# SET PROBLEM:
Rewrite the material below, replacing "frame" with "image" everywhere and leaving all else unchanged. Omit the pictures from your version.

==== DATA TO PROCESS

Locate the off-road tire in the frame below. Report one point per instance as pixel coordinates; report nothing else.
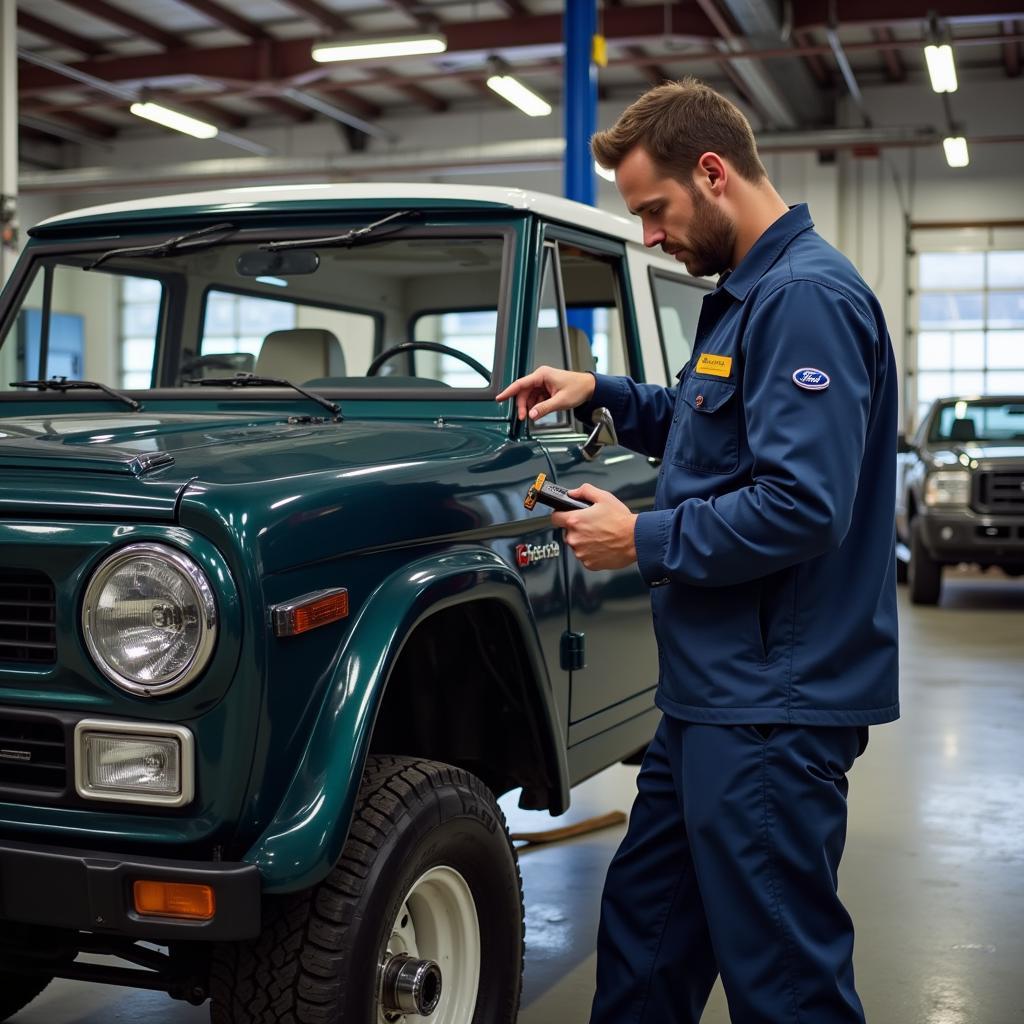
(924, 573)
(316, 958)
(17, 990)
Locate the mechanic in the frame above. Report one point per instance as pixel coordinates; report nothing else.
(770, 558)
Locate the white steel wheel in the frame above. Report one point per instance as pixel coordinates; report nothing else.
(437, 922)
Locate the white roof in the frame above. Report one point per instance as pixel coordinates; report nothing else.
(553, 207)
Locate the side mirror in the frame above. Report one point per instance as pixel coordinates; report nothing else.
(602, 434)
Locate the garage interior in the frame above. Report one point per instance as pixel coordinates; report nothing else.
(923, 190)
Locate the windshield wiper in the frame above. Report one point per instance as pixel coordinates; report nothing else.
(190, 240)
(251, 380)
(355, 236)
(64, 385)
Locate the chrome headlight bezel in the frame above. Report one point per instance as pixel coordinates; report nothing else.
(203, 592)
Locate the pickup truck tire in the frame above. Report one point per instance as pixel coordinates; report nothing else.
(429, 870)
(924, 574)
(17, 990)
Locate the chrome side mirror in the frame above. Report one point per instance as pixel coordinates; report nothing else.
(602, 434)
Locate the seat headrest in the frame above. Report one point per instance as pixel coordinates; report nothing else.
(963, 430)
(300, 353)
(581, 354)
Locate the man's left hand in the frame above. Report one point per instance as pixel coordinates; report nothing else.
(601, 537)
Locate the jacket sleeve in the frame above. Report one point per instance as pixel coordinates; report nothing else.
(642, 412)
(807, 449)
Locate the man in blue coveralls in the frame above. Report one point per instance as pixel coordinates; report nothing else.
(770, 558)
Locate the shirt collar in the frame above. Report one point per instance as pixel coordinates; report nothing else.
(765, 251)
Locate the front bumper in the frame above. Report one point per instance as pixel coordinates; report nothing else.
(85, 890)
(970, 537)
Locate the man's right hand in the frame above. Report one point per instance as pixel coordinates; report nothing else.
(548, 390)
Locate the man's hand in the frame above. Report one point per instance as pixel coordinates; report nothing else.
(601, 537)
(548, 390)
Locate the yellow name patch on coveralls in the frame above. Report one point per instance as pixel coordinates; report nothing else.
(716, 366)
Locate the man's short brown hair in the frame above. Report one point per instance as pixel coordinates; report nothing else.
(677, 122)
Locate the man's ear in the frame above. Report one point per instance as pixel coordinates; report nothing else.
(713, 172)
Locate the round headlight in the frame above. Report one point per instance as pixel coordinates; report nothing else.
(150, 619)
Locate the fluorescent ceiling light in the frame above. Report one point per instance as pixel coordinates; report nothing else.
(518, 95)
(955, 152)
(384, 46)
(941, 69)
(171, 119)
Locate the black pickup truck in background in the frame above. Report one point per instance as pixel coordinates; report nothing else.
(960, 493)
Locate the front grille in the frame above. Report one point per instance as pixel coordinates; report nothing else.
(1000, 491)
(28, 616)
(32, 753)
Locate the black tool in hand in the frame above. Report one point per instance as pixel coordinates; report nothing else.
(552, 496)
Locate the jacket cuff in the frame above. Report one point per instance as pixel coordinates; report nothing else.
(650, 535)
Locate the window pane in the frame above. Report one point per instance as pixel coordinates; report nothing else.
(951, 309)
(951, 269)
(140, 290)
(934, 350)
(969, 350)
(1006, 269)
(933, 385)
(1006, 309)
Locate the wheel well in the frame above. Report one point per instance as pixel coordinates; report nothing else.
(463, 692)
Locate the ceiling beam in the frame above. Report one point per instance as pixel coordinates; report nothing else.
(39, 27)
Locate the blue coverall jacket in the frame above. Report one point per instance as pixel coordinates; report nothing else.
(770, 551)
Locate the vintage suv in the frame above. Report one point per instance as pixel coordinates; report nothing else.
(275, 628)
(960, 493)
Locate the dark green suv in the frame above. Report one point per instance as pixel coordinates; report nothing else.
(275, 628)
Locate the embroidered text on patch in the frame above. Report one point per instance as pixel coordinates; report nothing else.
(811, 380)
(715, 366)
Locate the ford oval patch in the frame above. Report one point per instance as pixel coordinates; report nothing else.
(811, 380)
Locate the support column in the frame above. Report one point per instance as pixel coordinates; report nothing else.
(8, 126)
(580, 98)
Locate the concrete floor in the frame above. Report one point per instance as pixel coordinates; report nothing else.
(934, 866)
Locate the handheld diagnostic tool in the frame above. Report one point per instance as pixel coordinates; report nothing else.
(552, 496)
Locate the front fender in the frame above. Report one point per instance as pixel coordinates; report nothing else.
(307, 834)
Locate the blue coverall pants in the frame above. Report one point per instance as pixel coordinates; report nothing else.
(730, 866)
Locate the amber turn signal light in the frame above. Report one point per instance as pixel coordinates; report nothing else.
(174, 899)
(307, 612)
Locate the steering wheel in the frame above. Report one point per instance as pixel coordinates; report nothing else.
(430, 346)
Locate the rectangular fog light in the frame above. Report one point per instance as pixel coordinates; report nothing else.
(133, 763)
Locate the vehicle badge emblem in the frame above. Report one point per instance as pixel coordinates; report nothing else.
(811, 380)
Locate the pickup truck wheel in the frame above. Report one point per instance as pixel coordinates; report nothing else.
(421, 916)
(924, 574)
(17, 990)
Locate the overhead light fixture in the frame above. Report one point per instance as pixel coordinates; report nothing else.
(518, 95)
(955, 147)
(172, 119)
(941, 68)
(382, 46)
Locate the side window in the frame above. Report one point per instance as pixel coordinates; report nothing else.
(678, 305)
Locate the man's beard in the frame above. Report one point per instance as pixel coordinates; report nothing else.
(711, 239)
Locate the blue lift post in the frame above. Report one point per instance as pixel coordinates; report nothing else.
(581, 118)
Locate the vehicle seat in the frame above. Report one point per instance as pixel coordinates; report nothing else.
(963, 430)
(581, 353)
(300, 353)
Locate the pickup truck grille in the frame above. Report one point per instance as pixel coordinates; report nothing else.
(28, 615)
(32, 753)
(1000, 491)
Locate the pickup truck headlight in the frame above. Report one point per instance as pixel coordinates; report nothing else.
(150, 619)
(947, 486)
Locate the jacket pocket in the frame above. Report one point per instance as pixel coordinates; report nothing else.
(706, 432)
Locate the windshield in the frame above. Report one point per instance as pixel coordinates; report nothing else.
(421, 311)
(984, 420)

========

# FINISHED TASK:
Locate the off-road tire in the image below. Report one point per instance as pixel coordinates; report nothing else.
(924, 573)
(316, 958)
(17, 990)
Locate the mechanic in the image above. Report one point per instance as pixel coordinates; report nothing else.
(770, 558)
Locate the white steel wheel in the image above. Report one point per instance as pixel coordinates; report nothing else.
(437, 922)
Locate the white roof in the image above. Report one point per instance as pixel coordinates; report nothing else.
(553, 207)
Locate the side mirror in the image above. Report one point per instance as pixel coordinates; report nothing else.
(602, 434)
Locate the garage interior in the image above. Report one point per instance as pixel coordinates; report nothing else.
(923, 190)
Locate the windshield wiper in the image above. Report one point per instance as pixel coordinates; report nothing else.
(190, 240)
(251, 380)
(355, 236)
(64, 385)
Locate the chrome headlight bezel in the image above. Report one point per instance as pixel coordinates; report nothing else.
(203, 592)
Locate the pickup truck tire in the image above. Report one point per instance as pixel coordinates; report nothing else.
(429, 870)
(924, 574)
(17, 990)
Locate the chrome side mirror in the image above. Report one point per instance as pixel coordinates; report nothing else.
(602, 434)
Locate the seat headrest in the image above. Report one point per instance as pixel coordinates; report nothing else.
(963, 430)
(300, 353)
(581, 354)
Locate the man's left hand in the image above. Report one point per instance as pixel coordinates; report nothing else.
(601, 537)
Locate the jacket sleeve in the image above. Report one point per instance as pixel coordinates; report nothing else.
(642, 412)
(807, 449)
Locate the man in blue coveralls in the image above. Report one point per instance as pixel coordinates; report nothing else.
(770, 558)
Locate the shirt collar in the image above. Report one point per instance as pixel coordinates; report nothing else.
(765, 251)
Locate the front bumper in the image above. Report one point per instance as pixel coordinates; report nothing else.
(85, 890)
(970, 537)
Locate the man's right hand in the image above. Report one point per instance as pixel coordinates; report nothing else.
(548, 390)
Locate the man's hand in the image above. Report one point per instance as pixel coordinates; report nothing else.
(601, 537)
(548, 390)
Locate the yellow name patch on coveralls in the image above. Report one point per instance as pixel coordinates; report nothing else.
(716, 366)
Locate the man's short brown hair in the image above. Report one point per instance as pixel coordinates; report nothing else.
(677, 122)
Locate the man's ear in the image above. Report one point per instance as pixel coordinates; report nothing else.
(713, 172)
Locate the round headlight in the image above. Report one point per instance as pixel coordinates; report nothing else.
(150, 619)
Locate the fluorescent ceiling light in the image above. Report one point per instance as pixel coordinates; report nothing else.
(518, 95)
(955, 152)
(384, 46)
(941, 69)
(171, 119)
Locate the black pickup truck in background in the image above. Report one point per instance as pixel coordinates; report nothing else.
(960, 493)
Locate the front grille in the image above. Report one point per instance as pixel coordinates; report nothing else.
(1000, 491)
(28, 616)
(32, 753)
Locate the black tool in hand in the image above. Report one point per instance as pixel coordinates; report nothing else.
(552, 496)
Locate the jacket cuff in the image above. Report one point per instance as pixel coordinates; report nothing else.
(650, 535)
Locate the window pane in the image above. Report one point per instance as pixel coordinates; report nothing else.
(951, 309)
(951, 269)
(140, 290)
(934, 350)
(969, 350)
(1006, 269)
(933, 385)
(1006, 309)
Locate the wheel well in the image above. Report one point per instance as pixel coordinates; report nothing else.
(463, 692)
Locate the ceiling beam in the image above. Report one point per instance as pixel coordinates; report nothing else.
(39, 27)
Locate the blue coverall jacket in the image above. Report one point per instance as pixel coordinates; report nothing else.
(770, 551)
Locate the vintage suv in the image above. Report one point per instance as pixel coordinates; report nothing else.
(275, 628)
(960, 493)
Locate the dark green suv in the image above. Report one point per instance as pixel coordinates; report nothing else.
(275, 628)
Locate the embroidered text on patch in the image above. Report one point per instance as pixel coordinates; report nothing else.
(811, 380)
(715, 366)
Locate the ford oval patch in the image above. Report one point per instance as pixel coordinates; report nothing else.
(811, 380)
Locate the support column in the image above. Report one point per instance as pixel coordinates; report nothing else.
(8, 126)
(580, 98)
Locate the concrete floor in the image above. Report one point per instance as pixel coordinates; report nothing else.
(934, 866)
Locate the handheld diagnostic tool in the image above. Report one point per instance as pixel coordinates; report nothing else.
(552, 496)
Locate the front fender in the image above. Report one point per instance as pixel coordinates; report nothing else.
(307, 834)
Locate the blue coverall pants in the image above. Report one point per instance as pixel coordinates; report nothing else.
(730, 866)
Locate the amber turn signal light in the image above. Report one point per instance as pixel coordinates; report nothing else.
(174, 899)
(307, 612)
Locate the steering wheel in the image above. Report one point per instance as pixel coordinates; report nothing else.
(430, 346)
Locate the rectangular fog light in the image above. Report one point per instance as pixel coordinates; report nothing else.
(133, 763)
Locate the vehicle badge emblem in the image above. Report one point per instance as pixel coordinates; report nothing else.
(811, 380)
Locate the pickup truck wheel in the image above. Report one point per instance as pixel coordinates; report nothing else.
(421, 916)
(924, 574)
(17, 990)
Locate the overhead light fixture in the image above. Report one point per instance as pixel coordinates; report nothing else.
(518, 95)
(955, 147)
(172, 119)
(941, 68)
(382, 46)
Locate the side window in the image above. Report one point per instance as pixel coordinates; report nothing else.
(678, 305)
Locate the man's beard in the image above. Report one point per instance as pixel coordinates; report nothing else.
(711, 239)
Locate the blue lift post in the image above. Report one point per instance as pixel coordinates; report nothing else.
(581, 118)
Locate the vehicle seat in the image above. Report one point per instance as pixel coordinates; report nothing else.
(963, 430)
(581, 353)
(300, 353)
Locate the pickup truck grille in the image above. Report one point per instance as pixel coordinates; report nothing else.
(28, 615)
(32, 753)
(1000, 491)
Locate the pickup truck headlight in the image above. Report one point per instance as pixel coordinates; report nothing else.
(150, 619)
(947, 486)
Locate the jacket pocket in the image above. Report one point per instance as pixel coordinates; report nothing else.
(706, 432)
Locate the windshield in the image above. Report one point per instance as pixel coordinates; report nothing else.
(421, 311)
(984, 420)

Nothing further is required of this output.